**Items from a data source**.
══════════
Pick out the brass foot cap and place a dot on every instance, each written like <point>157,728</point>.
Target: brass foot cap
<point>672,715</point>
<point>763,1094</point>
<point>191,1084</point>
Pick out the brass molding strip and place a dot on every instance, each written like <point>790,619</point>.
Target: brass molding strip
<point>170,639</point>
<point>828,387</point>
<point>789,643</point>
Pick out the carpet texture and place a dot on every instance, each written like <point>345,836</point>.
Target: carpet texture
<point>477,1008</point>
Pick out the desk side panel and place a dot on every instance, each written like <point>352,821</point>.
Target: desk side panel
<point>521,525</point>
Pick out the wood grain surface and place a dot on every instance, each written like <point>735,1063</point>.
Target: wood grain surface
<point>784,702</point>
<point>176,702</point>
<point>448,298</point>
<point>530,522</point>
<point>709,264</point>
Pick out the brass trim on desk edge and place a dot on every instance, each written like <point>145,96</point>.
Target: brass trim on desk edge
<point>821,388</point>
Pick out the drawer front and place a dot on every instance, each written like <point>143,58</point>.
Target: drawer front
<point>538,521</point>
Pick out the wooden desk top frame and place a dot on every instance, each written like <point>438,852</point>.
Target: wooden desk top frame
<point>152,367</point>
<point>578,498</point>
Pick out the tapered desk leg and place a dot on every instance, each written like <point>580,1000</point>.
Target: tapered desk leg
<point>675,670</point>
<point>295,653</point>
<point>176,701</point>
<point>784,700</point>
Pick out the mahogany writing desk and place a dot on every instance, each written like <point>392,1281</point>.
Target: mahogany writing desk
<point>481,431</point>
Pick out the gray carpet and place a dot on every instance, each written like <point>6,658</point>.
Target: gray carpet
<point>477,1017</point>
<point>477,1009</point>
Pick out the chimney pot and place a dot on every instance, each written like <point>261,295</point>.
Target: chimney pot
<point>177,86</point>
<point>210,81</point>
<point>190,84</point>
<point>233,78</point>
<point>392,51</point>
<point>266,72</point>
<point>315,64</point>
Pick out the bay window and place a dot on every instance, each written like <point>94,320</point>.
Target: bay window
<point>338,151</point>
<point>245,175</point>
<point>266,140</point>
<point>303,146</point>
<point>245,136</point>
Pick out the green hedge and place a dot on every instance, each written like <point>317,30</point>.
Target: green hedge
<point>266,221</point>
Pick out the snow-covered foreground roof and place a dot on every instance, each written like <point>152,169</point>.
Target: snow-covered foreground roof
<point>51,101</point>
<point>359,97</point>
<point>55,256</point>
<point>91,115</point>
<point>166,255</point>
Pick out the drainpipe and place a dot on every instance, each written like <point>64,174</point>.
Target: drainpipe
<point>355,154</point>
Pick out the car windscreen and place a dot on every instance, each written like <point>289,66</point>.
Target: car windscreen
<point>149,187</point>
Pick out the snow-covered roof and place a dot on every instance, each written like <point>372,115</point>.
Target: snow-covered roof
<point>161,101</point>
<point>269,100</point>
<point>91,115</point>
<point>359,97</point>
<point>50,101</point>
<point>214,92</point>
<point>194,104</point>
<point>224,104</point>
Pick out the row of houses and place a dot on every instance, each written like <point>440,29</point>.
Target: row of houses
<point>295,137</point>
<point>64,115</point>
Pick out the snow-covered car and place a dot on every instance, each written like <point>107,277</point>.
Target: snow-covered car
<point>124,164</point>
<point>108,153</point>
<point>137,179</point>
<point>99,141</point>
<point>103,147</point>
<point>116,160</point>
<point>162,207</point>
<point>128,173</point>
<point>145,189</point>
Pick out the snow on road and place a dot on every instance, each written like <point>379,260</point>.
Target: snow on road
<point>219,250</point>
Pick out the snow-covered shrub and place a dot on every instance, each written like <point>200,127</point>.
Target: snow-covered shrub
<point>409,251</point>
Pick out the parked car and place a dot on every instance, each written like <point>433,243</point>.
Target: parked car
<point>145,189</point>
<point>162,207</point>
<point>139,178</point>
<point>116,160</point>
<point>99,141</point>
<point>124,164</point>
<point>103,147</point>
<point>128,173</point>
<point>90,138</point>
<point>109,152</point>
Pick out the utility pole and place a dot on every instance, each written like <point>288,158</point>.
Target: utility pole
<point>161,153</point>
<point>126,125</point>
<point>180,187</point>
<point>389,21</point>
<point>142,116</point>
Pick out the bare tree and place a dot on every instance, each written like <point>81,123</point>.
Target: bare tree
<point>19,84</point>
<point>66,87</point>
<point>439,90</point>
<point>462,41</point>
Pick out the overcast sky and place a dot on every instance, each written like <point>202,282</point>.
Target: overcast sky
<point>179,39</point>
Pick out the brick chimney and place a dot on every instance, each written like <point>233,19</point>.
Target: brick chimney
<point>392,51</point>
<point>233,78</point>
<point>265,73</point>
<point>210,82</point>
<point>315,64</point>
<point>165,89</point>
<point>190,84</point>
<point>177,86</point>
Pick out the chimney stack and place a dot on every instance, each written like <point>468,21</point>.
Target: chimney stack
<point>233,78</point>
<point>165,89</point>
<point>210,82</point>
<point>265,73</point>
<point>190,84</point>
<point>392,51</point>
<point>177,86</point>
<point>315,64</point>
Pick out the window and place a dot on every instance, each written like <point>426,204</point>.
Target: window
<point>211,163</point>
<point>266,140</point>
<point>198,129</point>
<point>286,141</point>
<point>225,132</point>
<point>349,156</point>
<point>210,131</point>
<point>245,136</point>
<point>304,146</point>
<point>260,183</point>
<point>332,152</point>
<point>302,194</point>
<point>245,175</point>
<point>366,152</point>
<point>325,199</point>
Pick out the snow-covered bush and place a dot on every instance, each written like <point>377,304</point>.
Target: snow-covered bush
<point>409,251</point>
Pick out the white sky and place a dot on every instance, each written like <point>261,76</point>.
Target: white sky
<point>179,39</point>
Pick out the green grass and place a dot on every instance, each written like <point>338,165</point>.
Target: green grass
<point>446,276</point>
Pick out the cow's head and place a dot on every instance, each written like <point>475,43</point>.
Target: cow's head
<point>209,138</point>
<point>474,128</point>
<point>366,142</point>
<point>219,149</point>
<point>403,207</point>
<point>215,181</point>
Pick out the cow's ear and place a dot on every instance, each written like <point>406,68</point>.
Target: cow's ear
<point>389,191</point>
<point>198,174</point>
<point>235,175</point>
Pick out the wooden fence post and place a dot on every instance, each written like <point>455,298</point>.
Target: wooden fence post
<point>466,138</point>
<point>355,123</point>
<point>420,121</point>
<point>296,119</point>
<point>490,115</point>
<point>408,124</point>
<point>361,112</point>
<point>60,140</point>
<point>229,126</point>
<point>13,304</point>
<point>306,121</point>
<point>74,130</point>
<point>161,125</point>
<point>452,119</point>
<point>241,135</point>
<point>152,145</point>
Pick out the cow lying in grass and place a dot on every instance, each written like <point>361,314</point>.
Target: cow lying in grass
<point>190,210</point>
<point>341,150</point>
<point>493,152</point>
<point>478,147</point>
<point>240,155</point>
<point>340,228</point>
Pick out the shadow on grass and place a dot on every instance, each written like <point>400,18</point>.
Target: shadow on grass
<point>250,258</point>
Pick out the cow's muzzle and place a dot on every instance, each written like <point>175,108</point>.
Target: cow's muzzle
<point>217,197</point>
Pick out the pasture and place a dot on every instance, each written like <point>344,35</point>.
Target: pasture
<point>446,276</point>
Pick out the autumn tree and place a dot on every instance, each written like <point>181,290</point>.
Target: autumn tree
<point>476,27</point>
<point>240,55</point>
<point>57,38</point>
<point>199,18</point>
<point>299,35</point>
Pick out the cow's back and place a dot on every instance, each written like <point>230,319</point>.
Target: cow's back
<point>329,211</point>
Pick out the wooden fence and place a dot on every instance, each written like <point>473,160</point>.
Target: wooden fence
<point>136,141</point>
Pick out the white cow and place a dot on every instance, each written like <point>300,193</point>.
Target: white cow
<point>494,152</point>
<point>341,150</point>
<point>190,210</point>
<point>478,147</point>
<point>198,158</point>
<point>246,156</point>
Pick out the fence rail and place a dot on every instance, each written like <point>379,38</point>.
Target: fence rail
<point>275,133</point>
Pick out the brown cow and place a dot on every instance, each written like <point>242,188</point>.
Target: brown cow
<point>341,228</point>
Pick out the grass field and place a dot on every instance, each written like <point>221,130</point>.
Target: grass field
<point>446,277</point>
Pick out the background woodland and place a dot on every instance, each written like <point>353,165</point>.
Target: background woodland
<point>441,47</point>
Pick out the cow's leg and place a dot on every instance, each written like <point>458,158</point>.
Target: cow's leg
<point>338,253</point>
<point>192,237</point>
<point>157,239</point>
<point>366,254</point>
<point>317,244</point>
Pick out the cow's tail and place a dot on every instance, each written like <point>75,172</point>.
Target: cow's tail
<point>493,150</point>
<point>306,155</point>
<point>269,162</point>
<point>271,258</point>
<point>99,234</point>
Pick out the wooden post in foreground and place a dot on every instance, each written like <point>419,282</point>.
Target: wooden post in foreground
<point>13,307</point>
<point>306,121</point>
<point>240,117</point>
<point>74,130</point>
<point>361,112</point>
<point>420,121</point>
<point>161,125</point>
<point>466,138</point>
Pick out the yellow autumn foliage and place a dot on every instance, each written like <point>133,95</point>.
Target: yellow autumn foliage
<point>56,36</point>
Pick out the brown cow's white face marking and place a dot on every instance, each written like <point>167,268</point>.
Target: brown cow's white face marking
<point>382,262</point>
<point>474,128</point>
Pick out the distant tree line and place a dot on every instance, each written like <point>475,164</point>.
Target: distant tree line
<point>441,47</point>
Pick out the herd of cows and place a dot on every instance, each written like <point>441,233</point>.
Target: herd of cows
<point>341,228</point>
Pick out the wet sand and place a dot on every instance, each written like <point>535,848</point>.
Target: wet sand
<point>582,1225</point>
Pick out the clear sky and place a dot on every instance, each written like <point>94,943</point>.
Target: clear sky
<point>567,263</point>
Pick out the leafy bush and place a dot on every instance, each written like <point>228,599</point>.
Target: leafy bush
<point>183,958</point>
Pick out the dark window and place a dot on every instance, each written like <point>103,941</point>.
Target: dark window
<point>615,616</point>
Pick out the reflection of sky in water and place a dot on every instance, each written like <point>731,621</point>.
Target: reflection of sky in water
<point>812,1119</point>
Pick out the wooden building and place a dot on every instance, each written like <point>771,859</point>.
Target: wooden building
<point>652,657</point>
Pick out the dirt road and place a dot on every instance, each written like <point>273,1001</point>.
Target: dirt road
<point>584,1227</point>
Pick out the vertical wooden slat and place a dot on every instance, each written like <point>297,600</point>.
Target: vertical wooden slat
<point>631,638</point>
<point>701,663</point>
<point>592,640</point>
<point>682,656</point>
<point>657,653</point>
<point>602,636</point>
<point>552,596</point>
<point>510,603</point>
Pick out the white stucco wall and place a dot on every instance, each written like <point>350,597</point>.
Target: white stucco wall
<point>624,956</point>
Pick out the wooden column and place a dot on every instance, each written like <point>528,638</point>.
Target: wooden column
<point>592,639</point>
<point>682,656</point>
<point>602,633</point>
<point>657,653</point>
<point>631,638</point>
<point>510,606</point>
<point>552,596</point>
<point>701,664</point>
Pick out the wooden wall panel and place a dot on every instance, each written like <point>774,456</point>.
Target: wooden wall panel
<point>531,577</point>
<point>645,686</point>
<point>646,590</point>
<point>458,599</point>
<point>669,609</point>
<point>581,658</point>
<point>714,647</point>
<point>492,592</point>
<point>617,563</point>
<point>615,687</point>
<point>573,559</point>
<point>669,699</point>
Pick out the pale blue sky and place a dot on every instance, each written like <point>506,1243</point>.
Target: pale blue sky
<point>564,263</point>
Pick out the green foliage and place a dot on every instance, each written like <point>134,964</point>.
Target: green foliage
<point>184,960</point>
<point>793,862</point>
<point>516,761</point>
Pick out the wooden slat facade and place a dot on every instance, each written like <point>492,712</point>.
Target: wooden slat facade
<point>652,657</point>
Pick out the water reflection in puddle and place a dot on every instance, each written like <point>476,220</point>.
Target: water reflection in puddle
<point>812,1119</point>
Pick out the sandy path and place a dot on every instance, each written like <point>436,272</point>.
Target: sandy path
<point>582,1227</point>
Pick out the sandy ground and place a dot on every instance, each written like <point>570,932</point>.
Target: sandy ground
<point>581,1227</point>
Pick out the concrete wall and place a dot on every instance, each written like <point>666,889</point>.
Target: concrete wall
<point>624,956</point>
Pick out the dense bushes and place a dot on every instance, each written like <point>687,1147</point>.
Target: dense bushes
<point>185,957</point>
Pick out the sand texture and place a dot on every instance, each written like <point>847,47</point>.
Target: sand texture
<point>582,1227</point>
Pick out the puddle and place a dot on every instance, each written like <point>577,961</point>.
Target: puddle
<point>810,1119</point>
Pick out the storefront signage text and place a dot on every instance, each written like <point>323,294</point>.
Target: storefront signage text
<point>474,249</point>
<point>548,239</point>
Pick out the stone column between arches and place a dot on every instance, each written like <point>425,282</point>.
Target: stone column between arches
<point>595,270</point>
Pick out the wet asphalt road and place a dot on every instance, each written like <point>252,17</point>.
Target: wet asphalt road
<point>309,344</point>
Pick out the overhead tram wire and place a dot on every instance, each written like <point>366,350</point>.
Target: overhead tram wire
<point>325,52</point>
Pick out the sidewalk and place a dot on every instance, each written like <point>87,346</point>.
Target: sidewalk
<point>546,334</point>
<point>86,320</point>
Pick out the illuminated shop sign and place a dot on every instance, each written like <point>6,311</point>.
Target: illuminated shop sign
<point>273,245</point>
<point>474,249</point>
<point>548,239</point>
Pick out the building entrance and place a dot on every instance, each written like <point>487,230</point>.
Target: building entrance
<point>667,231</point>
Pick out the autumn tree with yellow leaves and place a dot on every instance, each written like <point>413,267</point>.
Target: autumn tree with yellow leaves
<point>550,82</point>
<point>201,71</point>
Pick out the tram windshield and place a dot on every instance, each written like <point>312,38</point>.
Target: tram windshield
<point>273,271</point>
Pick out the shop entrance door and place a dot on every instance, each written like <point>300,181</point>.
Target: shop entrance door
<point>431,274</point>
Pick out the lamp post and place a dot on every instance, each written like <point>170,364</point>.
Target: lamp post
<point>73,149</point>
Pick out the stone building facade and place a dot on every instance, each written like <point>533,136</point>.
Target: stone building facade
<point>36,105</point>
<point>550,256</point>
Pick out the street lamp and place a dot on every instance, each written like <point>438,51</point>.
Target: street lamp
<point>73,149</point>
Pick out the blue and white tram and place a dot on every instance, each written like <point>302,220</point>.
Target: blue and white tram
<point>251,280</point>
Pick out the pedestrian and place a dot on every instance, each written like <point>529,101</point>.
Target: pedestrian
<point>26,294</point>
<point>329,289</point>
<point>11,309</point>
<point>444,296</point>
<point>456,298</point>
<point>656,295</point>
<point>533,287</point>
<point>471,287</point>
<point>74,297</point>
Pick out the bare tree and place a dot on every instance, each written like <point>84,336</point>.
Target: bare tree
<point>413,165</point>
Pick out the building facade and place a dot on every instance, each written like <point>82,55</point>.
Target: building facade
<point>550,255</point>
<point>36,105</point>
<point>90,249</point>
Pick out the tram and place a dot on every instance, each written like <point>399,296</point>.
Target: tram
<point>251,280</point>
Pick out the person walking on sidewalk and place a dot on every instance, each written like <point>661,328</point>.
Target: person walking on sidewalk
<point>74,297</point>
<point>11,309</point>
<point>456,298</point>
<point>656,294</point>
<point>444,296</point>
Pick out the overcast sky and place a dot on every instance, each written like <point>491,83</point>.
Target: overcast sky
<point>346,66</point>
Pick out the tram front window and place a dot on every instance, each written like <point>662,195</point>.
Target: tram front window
══════════
**AIM OF THE EXERCISE**.
In the entries above, find the line with "Target: cow's muzzle" and the line with "Pick out the autumn tree and", then set down exactly those two and every line between them, nothing else.

**ANSWER BOX**.
Target: cow's muzzle
<point>217,197</point>
Pick out the pasture and place a dot on every instance, each written like <point>344,35</point>.
Target: pasture
<point>446,276</point>
Pick out the autumn tree and place a dot on every instance, each written like <point>181,290</point>.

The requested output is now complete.